[Object point labels]
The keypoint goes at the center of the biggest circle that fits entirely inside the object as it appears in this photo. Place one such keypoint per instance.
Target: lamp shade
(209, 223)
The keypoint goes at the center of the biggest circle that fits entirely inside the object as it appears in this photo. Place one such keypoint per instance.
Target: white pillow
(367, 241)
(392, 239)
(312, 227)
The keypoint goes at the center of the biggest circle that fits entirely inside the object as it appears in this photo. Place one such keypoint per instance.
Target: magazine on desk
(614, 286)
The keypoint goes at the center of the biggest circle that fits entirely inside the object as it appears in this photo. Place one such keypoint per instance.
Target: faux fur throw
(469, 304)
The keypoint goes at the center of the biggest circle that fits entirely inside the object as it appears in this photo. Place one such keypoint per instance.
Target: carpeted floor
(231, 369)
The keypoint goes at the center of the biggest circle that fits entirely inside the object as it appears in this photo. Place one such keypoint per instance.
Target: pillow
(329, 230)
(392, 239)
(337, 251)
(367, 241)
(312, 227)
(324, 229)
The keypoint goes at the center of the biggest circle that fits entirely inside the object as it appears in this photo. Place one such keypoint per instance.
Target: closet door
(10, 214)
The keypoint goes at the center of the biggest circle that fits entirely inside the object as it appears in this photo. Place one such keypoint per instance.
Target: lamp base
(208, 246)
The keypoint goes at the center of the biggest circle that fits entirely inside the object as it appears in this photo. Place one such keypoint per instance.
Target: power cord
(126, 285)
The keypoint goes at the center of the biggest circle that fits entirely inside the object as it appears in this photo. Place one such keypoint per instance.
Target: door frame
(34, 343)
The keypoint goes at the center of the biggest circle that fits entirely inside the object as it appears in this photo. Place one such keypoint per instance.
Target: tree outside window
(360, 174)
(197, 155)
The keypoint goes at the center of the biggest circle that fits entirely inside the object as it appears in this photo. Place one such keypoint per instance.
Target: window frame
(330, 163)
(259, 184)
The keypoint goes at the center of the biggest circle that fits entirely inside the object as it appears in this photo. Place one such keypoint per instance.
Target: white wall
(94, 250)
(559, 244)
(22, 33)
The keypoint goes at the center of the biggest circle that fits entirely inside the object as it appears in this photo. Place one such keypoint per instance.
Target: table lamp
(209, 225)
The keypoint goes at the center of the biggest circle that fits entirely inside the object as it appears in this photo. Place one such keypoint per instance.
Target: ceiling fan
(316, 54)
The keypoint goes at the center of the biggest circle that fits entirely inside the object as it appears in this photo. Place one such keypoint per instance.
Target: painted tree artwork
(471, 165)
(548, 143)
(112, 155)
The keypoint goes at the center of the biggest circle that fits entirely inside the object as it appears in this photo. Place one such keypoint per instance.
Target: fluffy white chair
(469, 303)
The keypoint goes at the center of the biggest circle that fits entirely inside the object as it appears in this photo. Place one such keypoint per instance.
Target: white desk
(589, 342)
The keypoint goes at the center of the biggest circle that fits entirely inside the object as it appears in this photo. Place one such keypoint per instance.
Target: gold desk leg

* **Problem details**
Please quote the data above in full, with no line missing.

* **Complete output**
The keypoint goes at the center of the biggest circle that fits entirely inside the object as it appears in this photo. Place one such keypoint per instance.
Target: lamp shade
(209, 223)
The keypoint goes at the center of the biggest circle that fits entirely inside the object as it appears in this photo. Place one such keypoint per instance.
Target: white pillow
(367, 241)
(392, 239)
(312, 227)
The keypoint goes at the center of the biggest circle that fits entirely inside the object as it appears in this photo. Place one such keypoint per instance.
Target: magazine on desk
(614, 286)
The keypoint goes at the center of the biggest circle that fits entirely inside the object as it appears in this photo. Place one such keypoint per instance.
Target: faux fur throw
(469, 304)
The keypoint goes at the center of the biggest circle that fits entirely inside the object as it appears in this photo. Place one such keypoint per instance.
Target: carpeted floor
(231, 369)
The keypoint goes at the center of the biggest circle that fits entirely inside the object as it appears in this photo. Place one such keypoint per instance.
Target: pillow
(329, 230)
(392, 239)
(337, 251)
(367, 241)
(312, 227)
(324, 229)
The keypoint goes at the center of the biggest circle that fits entirely inside the object as it appears in this photo. Place one such keypoint per instance.
Target: closet door
(10, 214)
The keypoint goes at the center of the biggest circle that fits entirely inside the object as it appears in this photo. Place one such keypoint per instance.
Target: lamp base
(208, 246)
The keypoint goes at the center of the biggest circle that fits entirely inside the object as it appears in this photo. Place one such keypoint per instance.
Target: power cord
(126, 285)
The keypoint goes at the center of the biggest circle that fits entirely inside the object as it appears in this photo. Place one such keypoint per instance.
Target: door frame
(34, 343)
The keypoint goes at the center of the biggest circle that fits entirely inside the object as it appears in this photo. Place one such keypoint per instance.
Target: tree outside window
(360, 174)
(197, 155)
The keypoint goes at the center of the biggest circle that fits entirely inside the object as it appears in this photo. Place one such keypoint per instance.
Target: window frame
(330, 163)
(259, 184)
The keypoint goes at the center of the biggest circle that fits entirely inside the object as it appears in this photo. Place one such keypoint per instance.
Target: white wall
(94, 250)
(559, 244)
(22, 33)
The keypoint goes at the center of the biggest circle that fits entirely inside the object as it appears in this photo. Place one such keypoint per instance.
Target: table lamp
(209, 225)
The keypoint goes at the center of the biggest circle that fits entirely inside the object as it appears in this photo. Place one such keypoint per instance.
Target: ceiling fan
(316, 54)
The keypoint goes at the center of the biggest circle that fits entirely inside the object as it appears in this photo. Place one such keypoint per instance.
Target: painted tree artwork
(471, 165)
(548, 143)
(112, 155)
The keypoint goes at the center of the biggest circle that fits entirely inside the object as it appears in this photo. Place one such keypoint per instance.
Target: fluffy white chair
(469, 303)
The keypoint goes at the center of the biggest circle that fits entirely inside the object as it appears in this photo. Place one such keypoint per instance.
Target: white desk
(589, 342)
The keypoint goes at the center of the biggest circle that fits entirely inside the object as it appears in this photo. Place one such keypoint per instance.
Target: gold desk leg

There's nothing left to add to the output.